(Some rows)
## BEGIN

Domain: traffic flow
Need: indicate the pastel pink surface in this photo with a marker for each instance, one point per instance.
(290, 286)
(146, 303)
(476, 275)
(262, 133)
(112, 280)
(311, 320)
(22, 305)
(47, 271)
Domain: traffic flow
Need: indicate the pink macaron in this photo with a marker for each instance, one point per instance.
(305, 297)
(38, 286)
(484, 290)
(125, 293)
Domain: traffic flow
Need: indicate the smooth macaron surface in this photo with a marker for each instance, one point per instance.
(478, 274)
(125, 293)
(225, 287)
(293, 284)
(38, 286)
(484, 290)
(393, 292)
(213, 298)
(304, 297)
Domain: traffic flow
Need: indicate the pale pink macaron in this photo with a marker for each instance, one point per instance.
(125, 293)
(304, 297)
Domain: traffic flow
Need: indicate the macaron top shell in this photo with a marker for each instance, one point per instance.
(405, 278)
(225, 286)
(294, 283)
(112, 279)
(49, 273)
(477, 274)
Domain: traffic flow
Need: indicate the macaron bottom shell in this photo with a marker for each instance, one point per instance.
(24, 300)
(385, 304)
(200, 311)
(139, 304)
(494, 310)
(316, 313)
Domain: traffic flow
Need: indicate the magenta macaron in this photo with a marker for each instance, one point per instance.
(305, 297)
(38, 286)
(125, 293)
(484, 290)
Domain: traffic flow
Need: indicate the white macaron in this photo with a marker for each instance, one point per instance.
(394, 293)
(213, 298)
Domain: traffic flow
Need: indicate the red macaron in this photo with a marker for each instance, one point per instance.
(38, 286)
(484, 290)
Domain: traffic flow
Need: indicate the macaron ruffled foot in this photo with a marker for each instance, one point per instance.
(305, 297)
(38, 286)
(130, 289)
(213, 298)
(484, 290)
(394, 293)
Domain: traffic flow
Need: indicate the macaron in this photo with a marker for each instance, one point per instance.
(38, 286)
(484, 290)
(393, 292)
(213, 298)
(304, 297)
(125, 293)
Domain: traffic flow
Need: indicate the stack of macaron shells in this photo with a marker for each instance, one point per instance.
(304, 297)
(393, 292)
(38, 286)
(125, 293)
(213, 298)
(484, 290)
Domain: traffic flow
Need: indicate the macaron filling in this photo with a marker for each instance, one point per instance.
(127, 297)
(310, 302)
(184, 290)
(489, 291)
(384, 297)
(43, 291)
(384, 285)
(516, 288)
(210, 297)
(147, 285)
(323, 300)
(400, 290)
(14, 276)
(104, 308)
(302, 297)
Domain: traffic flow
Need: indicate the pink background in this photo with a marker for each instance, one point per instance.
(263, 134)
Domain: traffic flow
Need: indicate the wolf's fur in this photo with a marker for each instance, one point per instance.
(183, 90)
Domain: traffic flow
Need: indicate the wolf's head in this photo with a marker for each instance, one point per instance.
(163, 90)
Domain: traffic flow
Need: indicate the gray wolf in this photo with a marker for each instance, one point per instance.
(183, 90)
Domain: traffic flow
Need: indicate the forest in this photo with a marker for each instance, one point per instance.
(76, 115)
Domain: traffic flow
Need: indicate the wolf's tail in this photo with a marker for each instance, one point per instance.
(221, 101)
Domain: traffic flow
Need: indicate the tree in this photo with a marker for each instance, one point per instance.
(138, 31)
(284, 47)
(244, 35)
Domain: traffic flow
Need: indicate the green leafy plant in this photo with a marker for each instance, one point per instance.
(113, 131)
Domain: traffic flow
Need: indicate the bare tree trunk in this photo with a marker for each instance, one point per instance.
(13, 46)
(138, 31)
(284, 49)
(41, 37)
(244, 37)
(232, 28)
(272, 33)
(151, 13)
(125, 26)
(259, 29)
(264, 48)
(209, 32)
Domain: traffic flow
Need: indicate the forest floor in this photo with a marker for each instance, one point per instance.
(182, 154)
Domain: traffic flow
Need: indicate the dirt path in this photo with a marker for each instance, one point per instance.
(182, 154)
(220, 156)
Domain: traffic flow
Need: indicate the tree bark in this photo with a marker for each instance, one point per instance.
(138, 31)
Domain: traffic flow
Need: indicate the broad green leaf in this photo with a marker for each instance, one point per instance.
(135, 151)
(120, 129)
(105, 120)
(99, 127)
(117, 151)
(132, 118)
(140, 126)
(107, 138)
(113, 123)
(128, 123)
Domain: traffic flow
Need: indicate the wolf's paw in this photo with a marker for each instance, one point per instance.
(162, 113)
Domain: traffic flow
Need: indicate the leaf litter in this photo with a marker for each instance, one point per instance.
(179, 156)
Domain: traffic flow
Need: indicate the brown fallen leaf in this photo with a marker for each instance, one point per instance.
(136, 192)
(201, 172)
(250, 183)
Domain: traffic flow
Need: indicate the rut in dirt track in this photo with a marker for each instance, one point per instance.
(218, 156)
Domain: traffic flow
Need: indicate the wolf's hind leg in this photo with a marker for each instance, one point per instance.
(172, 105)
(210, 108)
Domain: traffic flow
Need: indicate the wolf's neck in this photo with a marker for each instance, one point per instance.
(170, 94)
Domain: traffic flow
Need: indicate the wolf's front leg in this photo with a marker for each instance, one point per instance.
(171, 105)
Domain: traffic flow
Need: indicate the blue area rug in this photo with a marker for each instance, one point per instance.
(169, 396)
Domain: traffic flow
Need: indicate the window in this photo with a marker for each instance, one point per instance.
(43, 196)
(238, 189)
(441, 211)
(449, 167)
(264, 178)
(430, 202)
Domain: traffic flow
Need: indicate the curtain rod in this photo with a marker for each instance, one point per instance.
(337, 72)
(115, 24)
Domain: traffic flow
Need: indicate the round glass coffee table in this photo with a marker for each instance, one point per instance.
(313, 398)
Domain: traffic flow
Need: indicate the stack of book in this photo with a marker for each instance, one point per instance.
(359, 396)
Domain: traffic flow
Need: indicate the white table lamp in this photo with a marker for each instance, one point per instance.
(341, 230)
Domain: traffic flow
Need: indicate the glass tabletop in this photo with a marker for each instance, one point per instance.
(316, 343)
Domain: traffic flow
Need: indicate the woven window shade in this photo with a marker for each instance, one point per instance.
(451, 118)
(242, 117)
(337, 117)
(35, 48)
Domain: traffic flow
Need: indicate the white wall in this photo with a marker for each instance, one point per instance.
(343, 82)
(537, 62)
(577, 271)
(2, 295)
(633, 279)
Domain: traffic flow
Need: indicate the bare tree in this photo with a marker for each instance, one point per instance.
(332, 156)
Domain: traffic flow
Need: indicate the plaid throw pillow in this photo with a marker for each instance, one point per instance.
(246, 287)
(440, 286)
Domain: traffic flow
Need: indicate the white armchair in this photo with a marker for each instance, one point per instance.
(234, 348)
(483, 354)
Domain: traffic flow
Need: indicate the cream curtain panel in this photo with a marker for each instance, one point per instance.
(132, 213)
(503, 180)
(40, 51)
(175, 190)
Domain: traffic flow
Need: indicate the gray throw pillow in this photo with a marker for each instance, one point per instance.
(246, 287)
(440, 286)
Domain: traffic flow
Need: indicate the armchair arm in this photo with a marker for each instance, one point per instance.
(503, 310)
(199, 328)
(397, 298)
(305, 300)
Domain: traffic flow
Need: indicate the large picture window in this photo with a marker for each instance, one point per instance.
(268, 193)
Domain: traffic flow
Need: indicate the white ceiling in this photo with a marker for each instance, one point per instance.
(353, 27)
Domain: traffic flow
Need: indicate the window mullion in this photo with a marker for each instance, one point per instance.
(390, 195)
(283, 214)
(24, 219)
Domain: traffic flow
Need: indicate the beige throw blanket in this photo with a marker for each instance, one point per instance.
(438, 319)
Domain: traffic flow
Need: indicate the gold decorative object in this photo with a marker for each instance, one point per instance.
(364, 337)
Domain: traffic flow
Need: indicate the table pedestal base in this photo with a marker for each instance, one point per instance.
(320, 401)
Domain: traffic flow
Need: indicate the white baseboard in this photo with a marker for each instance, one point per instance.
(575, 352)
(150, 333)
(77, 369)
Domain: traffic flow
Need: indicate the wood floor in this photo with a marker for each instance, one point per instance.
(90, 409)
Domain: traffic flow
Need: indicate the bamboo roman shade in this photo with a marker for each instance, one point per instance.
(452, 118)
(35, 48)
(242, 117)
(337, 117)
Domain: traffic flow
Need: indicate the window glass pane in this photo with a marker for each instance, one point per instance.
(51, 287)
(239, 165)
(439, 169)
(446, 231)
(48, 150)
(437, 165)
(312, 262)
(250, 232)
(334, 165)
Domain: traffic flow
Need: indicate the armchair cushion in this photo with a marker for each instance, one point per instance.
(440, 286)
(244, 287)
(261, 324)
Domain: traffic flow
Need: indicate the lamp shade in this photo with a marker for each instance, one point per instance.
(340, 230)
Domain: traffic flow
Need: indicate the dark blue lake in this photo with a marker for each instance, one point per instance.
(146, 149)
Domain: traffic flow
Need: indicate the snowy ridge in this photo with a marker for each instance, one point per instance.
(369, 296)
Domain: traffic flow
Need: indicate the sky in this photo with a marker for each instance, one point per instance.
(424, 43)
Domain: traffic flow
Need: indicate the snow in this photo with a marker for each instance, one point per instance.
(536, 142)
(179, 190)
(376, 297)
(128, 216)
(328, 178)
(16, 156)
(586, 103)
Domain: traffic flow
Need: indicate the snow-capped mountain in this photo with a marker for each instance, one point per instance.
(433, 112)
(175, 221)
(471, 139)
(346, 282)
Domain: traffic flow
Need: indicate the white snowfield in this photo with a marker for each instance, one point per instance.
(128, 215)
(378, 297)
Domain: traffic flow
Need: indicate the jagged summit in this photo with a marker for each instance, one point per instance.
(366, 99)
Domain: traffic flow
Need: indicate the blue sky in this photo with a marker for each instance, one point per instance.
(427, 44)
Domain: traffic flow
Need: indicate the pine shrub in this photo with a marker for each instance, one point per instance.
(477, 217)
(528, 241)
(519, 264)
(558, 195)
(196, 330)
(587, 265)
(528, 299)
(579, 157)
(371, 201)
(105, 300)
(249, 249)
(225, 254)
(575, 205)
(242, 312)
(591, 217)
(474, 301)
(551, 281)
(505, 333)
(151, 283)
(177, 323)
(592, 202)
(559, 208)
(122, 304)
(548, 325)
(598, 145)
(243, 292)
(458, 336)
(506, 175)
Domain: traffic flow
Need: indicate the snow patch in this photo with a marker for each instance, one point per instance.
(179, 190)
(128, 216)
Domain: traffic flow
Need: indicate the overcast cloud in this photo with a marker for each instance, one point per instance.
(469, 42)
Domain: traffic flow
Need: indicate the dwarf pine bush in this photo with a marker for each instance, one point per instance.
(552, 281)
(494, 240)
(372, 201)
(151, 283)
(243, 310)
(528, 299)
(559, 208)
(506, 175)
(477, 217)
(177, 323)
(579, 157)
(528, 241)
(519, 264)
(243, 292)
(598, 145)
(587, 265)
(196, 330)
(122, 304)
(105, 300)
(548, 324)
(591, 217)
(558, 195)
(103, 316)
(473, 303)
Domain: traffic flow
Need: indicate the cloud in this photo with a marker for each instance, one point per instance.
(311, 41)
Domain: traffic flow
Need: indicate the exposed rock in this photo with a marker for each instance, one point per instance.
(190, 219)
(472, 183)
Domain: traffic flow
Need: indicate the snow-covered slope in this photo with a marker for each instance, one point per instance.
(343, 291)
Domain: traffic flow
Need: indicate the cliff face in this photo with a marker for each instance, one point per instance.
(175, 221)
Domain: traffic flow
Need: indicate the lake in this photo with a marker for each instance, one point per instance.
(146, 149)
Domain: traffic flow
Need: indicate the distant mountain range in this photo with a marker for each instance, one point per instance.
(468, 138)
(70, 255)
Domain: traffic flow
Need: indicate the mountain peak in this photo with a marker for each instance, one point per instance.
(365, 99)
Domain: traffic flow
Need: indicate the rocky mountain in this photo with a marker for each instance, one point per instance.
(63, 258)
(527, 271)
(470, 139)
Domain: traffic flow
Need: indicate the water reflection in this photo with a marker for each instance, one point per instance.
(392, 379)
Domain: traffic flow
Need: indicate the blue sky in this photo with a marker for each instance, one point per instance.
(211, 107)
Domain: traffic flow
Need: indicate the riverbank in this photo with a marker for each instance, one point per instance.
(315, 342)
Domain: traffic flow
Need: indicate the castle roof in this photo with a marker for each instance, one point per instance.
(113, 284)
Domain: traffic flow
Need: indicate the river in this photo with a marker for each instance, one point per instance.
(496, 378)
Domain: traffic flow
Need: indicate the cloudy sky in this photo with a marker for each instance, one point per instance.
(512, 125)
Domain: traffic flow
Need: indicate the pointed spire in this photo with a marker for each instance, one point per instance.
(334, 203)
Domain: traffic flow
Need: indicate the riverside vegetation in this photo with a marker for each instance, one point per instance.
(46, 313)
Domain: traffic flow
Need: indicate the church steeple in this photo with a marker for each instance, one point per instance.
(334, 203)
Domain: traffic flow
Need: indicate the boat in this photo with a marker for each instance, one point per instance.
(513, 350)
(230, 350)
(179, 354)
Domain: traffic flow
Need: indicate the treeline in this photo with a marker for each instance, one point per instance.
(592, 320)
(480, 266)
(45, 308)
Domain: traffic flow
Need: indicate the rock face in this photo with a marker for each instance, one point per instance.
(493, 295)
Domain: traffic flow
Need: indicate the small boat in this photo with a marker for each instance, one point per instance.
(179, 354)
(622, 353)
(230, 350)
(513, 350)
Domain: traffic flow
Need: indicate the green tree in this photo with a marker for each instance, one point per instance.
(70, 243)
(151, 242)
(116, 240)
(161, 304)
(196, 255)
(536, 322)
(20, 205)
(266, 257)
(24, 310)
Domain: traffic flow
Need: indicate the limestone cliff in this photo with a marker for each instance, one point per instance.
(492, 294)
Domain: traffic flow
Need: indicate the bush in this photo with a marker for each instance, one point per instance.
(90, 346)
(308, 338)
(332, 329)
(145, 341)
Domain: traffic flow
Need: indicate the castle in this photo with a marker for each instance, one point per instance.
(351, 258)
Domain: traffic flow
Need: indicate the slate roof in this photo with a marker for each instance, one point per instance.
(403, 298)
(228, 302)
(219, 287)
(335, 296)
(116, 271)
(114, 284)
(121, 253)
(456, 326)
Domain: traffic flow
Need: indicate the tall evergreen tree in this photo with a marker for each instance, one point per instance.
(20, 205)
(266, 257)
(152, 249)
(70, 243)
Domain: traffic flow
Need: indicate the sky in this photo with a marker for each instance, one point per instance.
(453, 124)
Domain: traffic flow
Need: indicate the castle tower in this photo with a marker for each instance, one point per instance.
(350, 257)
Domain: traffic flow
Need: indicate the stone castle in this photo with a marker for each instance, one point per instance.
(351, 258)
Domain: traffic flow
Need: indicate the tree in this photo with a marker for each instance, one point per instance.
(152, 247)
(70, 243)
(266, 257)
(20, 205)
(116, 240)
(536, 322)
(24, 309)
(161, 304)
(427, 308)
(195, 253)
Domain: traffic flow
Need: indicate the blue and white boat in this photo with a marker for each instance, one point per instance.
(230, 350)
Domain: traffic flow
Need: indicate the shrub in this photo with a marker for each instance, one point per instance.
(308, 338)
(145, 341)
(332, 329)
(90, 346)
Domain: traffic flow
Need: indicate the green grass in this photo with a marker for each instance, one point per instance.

## END

▶ Task to complete: Show every line of the rows above that contains the word "armchair", with case counting.

▶ Reply to the exercise:
Need: indicate the white armchair in this photo with a marker for each instance, one point per instance.
Need: indicate the armchair arm in this photo with a marker for each instance, one point per instance.
Need: indicate the armchair cushion in this photo with a marker for each instance, one point per instance.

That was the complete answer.